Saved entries
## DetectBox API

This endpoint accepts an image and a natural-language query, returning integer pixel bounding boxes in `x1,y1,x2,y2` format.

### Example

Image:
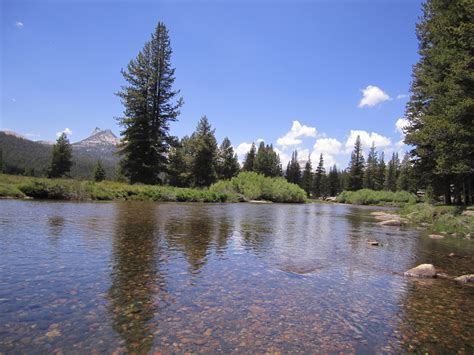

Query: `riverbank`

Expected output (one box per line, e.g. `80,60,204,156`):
399,203,474,238
0,173,307,203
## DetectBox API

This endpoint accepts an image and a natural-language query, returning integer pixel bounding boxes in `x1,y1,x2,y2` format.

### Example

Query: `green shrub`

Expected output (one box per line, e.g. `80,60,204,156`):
0,183,25,198
210,172,306,203
336,189,417,205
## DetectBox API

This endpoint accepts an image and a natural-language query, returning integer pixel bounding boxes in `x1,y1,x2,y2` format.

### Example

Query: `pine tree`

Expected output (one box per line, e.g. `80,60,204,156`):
254,143,282,177
116,22,183,185
191,116,218,187
404,0,474,204
217,137,240,180
328,165,341,196
397,153,414,192
385,153,400,192
93,159,106,182
285,150,301,185
375,152,386,191
348,135,365,191
312,153,326,198
363,143,378,190
167,143,189,187
48,133,73,178
301,156,313,197
242,143,256,172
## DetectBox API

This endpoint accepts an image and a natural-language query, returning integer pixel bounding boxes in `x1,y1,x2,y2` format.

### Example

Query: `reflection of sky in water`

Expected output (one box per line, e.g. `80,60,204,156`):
0,200,472,353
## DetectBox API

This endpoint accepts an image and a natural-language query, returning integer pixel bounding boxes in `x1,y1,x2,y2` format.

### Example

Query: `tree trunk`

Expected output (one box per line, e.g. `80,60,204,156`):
444,176,452,205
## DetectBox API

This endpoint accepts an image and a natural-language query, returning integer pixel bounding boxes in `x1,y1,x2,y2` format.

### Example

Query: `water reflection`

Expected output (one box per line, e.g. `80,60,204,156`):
0,200,472,353
107,202,163,353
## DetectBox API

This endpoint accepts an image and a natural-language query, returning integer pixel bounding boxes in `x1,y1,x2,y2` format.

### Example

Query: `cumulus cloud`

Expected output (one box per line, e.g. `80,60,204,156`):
311,138,343,169
395,117,409,135
344,130,391,152
313,138,342,155
358,85,390,108
15,21,24,29
234,142,252,162
276,120,317,147
56,128,73,138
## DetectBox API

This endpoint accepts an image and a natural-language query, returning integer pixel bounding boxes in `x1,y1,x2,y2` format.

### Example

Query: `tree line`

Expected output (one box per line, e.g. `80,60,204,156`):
16,0,472,206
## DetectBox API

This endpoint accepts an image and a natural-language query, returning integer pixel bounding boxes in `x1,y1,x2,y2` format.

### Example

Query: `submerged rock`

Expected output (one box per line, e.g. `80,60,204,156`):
379,219,405,226
455,274,474,283
368,240,380,246
428,234,444,240
404,264,437,278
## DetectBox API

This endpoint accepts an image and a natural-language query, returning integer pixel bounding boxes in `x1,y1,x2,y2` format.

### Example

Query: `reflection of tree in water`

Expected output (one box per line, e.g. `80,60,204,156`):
48,216,65,238
164,207,231,273
107,203,166,353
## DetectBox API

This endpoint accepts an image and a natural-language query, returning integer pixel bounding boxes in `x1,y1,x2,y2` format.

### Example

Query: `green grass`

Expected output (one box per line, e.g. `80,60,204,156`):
400,203,473,236
210,172,307,203
336,189,417,206
0,174,236,203
0,172,307,203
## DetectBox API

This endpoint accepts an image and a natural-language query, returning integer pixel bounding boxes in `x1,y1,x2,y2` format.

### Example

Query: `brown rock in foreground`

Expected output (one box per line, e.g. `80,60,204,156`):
404,264,437,278
428,234,444,240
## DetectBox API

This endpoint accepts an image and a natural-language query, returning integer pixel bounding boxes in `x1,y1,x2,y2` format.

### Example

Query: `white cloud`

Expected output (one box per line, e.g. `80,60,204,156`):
56,128,73,138
234,142,252,162
313,138,342,155
25,133,40,139
311,138,343,170
358,85,390,108
396,94,408,100
15,21,24,29
276,120,317,147
256,138,264,144
11,98,17,103
395,117,409,135
344,130,391,152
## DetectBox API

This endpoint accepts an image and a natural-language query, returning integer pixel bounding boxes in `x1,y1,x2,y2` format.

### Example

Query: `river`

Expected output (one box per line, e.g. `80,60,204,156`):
0,200,472,353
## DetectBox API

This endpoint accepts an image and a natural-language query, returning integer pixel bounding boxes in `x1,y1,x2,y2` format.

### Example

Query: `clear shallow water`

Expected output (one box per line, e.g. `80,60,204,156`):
0,200,473,353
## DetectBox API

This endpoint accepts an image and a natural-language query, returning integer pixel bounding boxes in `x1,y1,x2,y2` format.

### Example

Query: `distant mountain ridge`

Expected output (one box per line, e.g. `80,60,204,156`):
0,128,121,178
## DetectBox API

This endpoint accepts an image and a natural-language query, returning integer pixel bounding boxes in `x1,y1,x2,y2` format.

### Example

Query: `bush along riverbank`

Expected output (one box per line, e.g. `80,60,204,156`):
0,172,307,203
210,172,307,203
336,189,417,206
399,203,474,238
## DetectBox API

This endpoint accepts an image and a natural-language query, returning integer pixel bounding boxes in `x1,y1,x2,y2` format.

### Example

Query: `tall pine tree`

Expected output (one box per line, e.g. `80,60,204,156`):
312,153,326,198
117,22,183,184
217,137,240,180
48,133,73,178
285,150,301,185
348,135,365,191
328,165,341,197
404,0,474,204
301,156,313,197
363,143,378,190
191,116,218,187
242,143,256,172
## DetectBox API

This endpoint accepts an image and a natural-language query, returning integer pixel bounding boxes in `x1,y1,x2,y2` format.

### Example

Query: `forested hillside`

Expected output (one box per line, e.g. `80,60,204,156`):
0,132,118,179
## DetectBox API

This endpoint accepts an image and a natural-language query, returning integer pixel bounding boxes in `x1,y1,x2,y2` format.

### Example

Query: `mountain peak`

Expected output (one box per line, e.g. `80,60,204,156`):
73,128,119,148
91,127,102,136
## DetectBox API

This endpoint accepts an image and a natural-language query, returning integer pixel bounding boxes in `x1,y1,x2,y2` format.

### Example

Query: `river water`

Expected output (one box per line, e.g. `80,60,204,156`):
0,200,473,353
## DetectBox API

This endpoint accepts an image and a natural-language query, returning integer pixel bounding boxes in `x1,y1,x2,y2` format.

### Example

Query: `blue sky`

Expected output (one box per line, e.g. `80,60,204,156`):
1,0,422,167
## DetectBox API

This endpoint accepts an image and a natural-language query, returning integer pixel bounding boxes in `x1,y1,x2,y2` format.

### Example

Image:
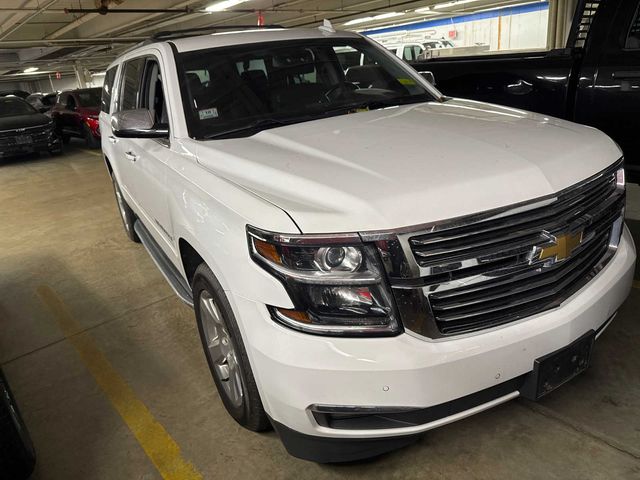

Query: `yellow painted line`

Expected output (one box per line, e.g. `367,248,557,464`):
79,148,103,157
634,280,640,289
36,285,202,480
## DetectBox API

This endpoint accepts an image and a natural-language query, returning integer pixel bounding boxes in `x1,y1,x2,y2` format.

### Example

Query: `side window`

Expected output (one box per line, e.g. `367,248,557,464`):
140,58,168,127
57,93,67,106
626,5,640,49
101,66,118,113
119,57,145,111
66,95,76,110
403,46,414,61
413,46,423,59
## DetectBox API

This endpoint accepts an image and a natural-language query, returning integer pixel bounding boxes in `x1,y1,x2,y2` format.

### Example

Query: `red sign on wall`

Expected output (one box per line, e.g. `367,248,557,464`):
55,71,61,79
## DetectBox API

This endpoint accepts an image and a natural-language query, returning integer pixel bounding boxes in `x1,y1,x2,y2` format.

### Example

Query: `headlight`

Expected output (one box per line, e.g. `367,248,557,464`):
616,166,625,189
247,226,401,337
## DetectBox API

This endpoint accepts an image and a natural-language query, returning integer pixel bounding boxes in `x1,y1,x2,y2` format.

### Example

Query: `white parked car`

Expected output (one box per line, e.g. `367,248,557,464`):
384,42,426,61
423,39,455,50
100,25,636,463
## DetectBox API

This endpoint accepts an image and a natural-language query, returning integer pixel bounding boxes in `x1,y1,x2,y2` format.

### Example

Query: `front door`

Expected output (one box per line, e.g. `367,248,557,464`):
115,53,174,254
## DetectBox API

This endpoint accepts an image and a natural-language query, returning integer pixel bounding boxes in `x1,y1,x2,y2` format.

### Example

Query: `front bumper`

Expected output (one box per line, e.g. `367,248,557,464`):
230,226,636,462
0,129,61,157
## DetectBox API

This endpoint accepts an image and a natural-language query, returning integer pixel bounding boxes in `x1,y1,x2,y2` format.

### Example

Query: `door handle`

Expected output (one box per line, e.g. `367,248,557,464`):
506,79,533,95
108,135,118,144
612,71,640,79
125,151,139,162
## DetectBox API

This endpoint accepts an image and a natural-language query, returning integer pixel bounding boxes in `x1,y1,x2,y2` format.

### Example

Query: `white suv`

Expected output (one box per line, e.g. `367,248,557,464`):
100,26,636,463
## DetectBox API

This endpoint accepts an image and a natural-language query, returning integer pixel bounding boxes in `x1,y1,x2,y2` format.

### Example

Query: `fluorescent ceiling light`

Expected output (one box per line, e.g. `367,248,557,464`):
23,67,38,73
432,0,482,9
344,12,404,26
205,0,249,12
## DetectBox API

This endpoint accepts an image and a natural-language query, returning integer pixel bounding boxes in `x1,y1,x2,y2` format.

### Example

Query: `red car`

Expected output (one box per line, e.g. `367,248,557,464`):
50,88,102,148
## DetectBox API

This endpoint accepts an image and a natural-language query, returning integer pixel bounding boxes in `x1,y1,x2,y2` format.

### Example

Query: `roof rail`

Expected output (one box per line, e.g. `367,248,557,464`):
150,24,284,41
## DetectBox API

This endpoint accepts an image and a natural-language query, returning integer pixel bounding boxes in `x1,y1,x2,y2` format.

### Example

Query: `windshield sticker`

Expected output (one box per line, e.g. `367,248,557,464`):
199,108,219,120
398,78,416,86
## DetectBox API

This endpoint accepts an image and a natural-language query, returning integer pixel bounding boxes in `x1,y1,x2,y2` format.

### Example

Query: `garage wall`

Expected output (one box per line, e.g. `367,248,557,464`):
0,80,31,91
366,2,550,53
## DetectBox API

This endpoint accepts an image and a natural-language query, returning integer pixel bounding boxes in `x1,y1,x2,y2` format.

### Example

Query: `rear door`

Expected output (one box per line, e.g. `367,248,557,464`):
129,54,175,252
573,0,640,179
66,94,82,136
113,53,174,253
50,93,65,134
111,57,145,207
100,65,119,166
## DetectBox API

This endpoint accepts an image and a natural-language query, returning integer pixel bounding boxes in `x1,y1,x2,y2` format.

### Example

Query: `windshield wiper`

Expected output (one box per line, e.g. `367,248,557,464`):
203,118,289,140
321,97,425,116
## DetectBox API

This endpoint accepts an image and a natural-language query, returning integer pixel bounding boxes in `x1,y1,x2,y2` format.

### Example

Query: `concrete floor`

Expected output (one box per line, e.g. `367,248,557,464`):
1,144,639,480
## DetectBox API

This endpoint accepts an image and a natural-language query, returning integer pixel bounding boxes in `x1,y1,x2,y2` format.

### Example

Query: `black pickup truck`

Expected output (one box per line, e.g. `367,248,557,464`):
411,0,640,182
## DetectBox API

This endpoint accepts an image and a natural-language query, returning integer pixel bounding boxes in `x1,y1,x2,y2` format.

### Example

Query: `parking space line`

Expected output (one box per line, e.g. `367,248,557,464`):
79,149,103,157
36,285,202,480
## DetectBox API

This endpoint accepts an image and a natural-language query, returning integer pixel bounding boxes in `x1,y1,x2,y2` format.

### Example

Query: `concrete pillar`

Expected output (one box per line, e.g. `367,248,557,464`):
74,63,86,88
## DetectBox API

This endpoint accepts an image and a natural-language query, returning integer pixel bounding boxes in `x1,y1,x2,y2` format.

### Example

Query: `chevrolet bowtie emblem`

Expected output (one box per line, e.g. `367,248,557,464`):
537,230,584,263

- **WHAT THE TASK REQUIRES**
Look through the entries above and count each line holding "windshield"; report the count alone.

- **RESPONSE**
2